Exercise materials:

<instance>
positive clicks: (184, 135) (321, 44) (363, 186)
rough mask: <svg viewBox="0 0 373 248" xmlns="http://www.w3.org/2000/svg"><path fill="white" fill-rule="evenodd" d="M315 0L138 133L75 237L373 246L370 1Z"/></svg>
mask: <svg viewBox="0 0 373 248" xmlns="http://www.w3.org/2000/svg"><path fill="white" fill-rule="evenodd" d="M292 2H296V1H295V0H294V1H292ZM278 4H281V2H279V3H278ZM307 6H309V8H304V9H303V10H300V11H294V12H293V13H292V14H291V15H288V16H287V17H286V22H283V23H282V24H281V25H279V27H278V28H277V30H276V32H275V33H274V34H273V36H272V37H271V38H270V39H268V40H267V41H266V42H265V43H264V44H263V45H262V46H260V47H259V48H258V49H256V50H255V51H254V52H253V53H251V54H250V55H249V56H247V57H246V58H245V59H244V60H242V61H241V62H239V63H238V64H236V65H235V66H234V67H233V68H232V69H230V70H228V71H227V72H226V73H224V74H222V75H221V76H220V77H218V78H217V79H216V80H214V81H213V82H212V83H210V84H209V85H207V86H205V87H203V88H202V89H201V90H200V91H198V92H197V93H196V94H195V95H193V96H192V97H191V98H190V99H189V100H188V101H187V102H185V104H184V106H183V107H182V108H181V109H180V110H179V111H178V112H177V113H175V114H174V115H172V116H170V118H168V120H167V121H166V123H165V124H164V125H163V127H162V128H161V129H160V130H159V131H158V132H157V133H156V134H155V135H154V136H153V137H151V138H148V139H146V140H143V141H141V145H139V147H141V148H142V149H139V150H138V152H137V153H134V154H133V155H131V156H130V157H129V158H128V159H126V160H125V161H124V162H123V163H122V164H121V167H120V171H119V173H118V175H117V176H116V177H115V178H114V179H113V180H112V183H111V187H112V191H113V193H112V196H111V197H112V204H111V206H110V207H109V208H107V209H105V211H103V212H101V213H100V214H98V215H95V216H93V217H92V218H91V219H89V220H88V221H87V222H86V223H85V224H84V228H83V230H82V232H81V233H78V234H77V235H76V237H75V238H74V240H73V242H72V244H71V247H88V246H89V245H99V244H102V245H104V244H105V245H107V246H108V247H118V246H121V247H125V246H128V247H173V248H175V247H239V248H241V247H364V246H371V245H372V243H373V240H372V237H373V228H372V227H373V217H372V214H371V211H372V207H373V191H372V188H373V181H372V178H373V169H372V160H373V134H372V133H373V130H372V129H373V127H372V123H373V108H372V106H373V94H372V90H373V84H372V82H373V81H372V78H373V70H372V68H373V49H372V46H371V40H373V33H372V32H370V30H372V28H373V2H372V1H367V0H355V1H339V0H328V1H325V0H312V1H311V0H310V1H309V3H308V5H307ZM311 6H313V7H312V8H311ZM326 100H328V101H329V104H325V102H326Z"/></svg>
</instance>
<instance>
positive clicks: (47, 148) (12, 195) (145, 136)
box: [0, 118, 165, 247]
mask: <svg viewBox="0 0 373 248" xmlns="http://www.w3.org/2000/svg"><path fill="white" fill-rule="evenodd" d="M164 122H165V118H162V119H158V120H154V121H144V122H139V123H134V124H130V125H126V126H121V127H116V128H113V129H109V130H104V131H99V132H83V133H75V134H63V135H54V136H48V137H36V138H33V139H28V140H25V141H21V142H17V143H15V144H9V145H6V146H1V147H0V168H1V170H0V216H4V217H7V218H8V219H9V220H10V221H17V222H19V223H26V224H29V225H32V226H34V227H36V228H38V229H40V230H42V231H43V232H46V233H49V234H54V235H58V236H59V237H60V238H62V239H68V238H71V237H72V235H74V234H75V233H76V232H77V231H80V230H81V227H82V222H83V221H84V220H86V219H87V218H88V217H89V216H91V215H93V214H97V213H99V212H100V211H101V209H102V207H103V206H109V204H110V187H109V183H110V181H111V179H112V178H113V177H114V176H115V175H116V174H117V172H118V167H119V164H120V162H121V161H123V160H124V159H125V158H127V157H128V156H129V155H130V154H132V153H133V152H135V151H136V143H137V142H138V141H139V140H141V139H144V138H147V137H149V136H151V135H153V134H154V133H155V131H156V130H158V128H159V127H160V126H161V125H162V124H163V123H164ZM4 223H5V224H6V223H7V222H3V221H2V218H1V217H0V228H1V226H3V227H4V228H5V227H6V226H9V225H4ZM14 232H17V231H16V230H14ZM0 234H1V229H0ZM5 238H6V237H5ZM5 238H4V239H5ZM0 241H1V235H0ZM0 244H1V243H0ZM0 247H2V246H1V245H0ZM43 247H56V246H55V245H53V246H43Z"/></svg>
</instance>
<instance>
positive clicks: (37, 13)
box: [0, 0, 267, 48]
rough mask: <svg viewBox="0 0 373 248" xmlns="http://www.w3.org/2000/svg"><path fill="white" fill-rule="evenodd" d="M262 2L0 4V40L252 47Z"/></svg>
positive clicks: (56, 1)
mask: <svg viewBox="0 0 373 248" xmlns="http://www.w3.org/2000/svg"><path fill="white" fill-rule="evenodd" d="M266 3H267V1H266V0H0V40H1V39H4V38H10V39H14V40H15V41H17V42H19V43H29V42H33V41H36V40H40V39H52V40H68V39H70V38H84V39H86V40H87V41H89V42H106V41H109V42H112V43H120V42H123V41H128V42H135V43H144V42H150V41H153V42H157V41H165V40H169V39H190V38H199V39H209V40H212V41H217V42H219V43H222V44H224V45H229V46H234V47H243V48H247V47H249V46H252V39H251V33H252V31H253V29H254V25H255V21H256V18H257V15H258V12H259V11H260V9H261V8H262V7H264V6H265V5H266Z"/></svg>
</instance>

Problem description:
After reading the listing above, print each line back exactly.

Answer to this problem:
<instance>
positive clicks: (184, 135) (321, 44) (363, 186)
rough mask: <svg viewBox="0 0 373 248" xmlns="http://www.w3.org/2000/svg"><path fill="white" fill-rule="evenodd" d="M315 0L138 133L75 237L373 246L370 1Z"/></svg>
mask: <svg viewBox="0 0 373 248" xmlns="http://www.w3.org/2000/svg"><path fill="white" fill-rule="evenodd" d="M292 2H296V1H295V0H294V1H292ZM278 4H281V2H279V3H278ZM307 6H309V8H304V9H303V10H300V11H294V12H293V13H292V14H291V15H288V16H287V17H286V22H283V23H282V24H281V25H279V27H278V28H277V30H276V32H275V33H274V34H273V36H272V37H271V38H270V39H268V40H267V41H266V42H265V43H264V44H263V45H262V46H260V47H259V48H258V49H256V50H255V51H254V52H253V53H251V54H250V55H249V56H247V57H246V58H245V59H244V60H242V61H241V62H239V63H238V64H236V65H235V66H234V67H233V68H232V69H230V70H228V71H227V72H226V73H224V74H222V75H221V76H220V77H218V78H217V79H216V80H214V81H213V82H212V83H210V84H209V85H207V86H205V87H203V88H202V89H201V90H200V91H198V92H197V93H196V94H195V95H193V96H192V97H191V98H190V99H189V100H188V101H187V102H185V104H184V106H183V107H182V108H181V109H180V110H179V111H178V112H177V113H175V114H174V115H172V116H170V118H168V120H167V121H166V123H165V124H164V125H163V127H162V128H161V129H160V130H159V131H158V132H157V133H156V134H155V135H154V136H153V137H151V138H148V139H146V140H143V141H141V145H139V147H141V148H142V149H139V150H138V152H137V153H134V154H133V155H131V156H130V157H129V158H128V159H126V160H125V161H124V162H123V163H122V164H121V167H120V171H119V173H118V175H117V176H116V177H115V178H114V179H113V180H112V183H111V187H112V191H113V193H112V196H111V197H112V204H111V206H110V207H109V208H107V209H105V211H103V212H101V213H100V214H98V215H95V216H93V217H92V218H91V219H89V220H88V221H87V222H86V223H85V224H84V228H83V230H82V232H81V233H78V234H77V235H76V237H75V238H74V240H73V242H72V244H71V247H88V246H89V245H99V244H102V245H104V244H105V245H107V246H108V247H118V246H121V247H125V246H128V247H173V248H175V247H239V248H241V247H364V246H371V245H372V243H373V240H372V237H373V228H372V227H373V217H372V214H371V211H372V207H373V191H372V188H373V181H372V178H373V169H372V160H373V134H372V133H373V130H372V129H373V127H372V123H373V108H372V106H373V94H372V90H373V84H372V82H373V81H372V78H373V70H372V68H373V49H372V46H371V40H373V33H372V32H370V30H372V28H373V2H372V1H367V0H355V1H339V0H328V1H325V0H312V1H311V0H310V1H309V3H308V5H307ZM311 6H313V7H312V8H311ZM326 100H328V101H329V104H325V102H326Z"/></svg>
</instance>
<instance>
positive clicks: (47, 148) (12, 195) (145, 136)
box: [0, 118, 165, 247]
mask: <svg viewBox="0 0 373 248" xmlns="http://www.w3.org/2000/svg"><path fill="white" fill-rule="evenodd" d="M164 122H165V118H162V119H158V120H154V121H144V122H139V123H134V124H130V125H126V126H121V127H116V128H113V129H109V130H104V131H99V132H83V133H75V134H63V135H54V136H48V137H36V138H33V139H28V140H25V141H21V142H17V143H15V144H9V145H6V146H1V147H0V168H1V170H0V216H4V217H7V218H8V219H9V220H10V221H17V222H19V223H26V224H29V225H32V226H34V227H36V228H38V229H40V230H42V231H43V232H46V233H49V234H54V235H58V236H59V237H60V238H62V239H68V238H71V237H72V235H74V234H75V233H76V232H77V231H80V230H81V227H82V222H83V221H84V220H86V219H87V218H88V217H89V216H91V215H93V214H97V213H99V212H100V211H101V209H102V207H103V206H109V204H110V187H109V183H110V181H111V179H112V178H113V177H114V176H115V175H116V174H117V172H118V167H119V164H120V162H121V161H123V160H124V159H125V158H127V157H128V156H129V155H130V154H132V153H133V152H135V151H136V143H137V142H138V141H139V140H141V139H144V138H147V137H149V136H151V135H153V134H154V133H155V131H156V130H158V128H159V127H160V126H161V125H162V124H163V123H164ZM4 223H5V224H6V223H7V222H3V221H2V218H1V217H0V228H1V226H3V227H4V228H5V227H6V226H9V225H4ZM14 232H17V231H16V230H14ZM0 234H1V229H0ZM5 238H6V237H5ZM5 238H4V239H5ZM0 241H1V235H0ZM0 244H1V243H0ZM0 247H2V246H1V245H0ZM43 247H56V246H55V245H53V246H43Z"/></svg>
</instance>
<instance>
positive clicks: (37, 13)
box: [0, 0, 267, 48]
rough mask: <svg viewBox="0 0 373 248" xmlns="http://www.w3.org/2000/svg"><path fill="white" fill-rule="evenodd" d="M262 2L0 4V40L252 47Z"/></svg>
positive clicks: (56, 1)
mask: <svg viewBox="0 0 373 248" xmlns="http://www.w3.org/2000/svg"><path fill="white" fill-rule="evenodd" d="M266 3H267V1H266V0H0V40H1V39H4V38H10V39H14V40H15V41H17V42H19V43H29V42H33V41H36V40H40V39H52V40H68V39H70V38H84V39H86V40H87V41H89V42H106V41H109V42H112V43H120V42H123V41H128V42H135V43H144V42H150V41H153V42H157V41H165V40H169V39H190V38H199V39H209V40H212V41H217V42H219V43H222V44H224V45H229V46H234V47H243V48H247V47H249V46H252V39H251V33H252V31H253V29H254V25H255V21H256V18H257V15H258V12H259V11H260V9H261V8H262V7H264V6H265V5H266Z"/></svg>
</instance>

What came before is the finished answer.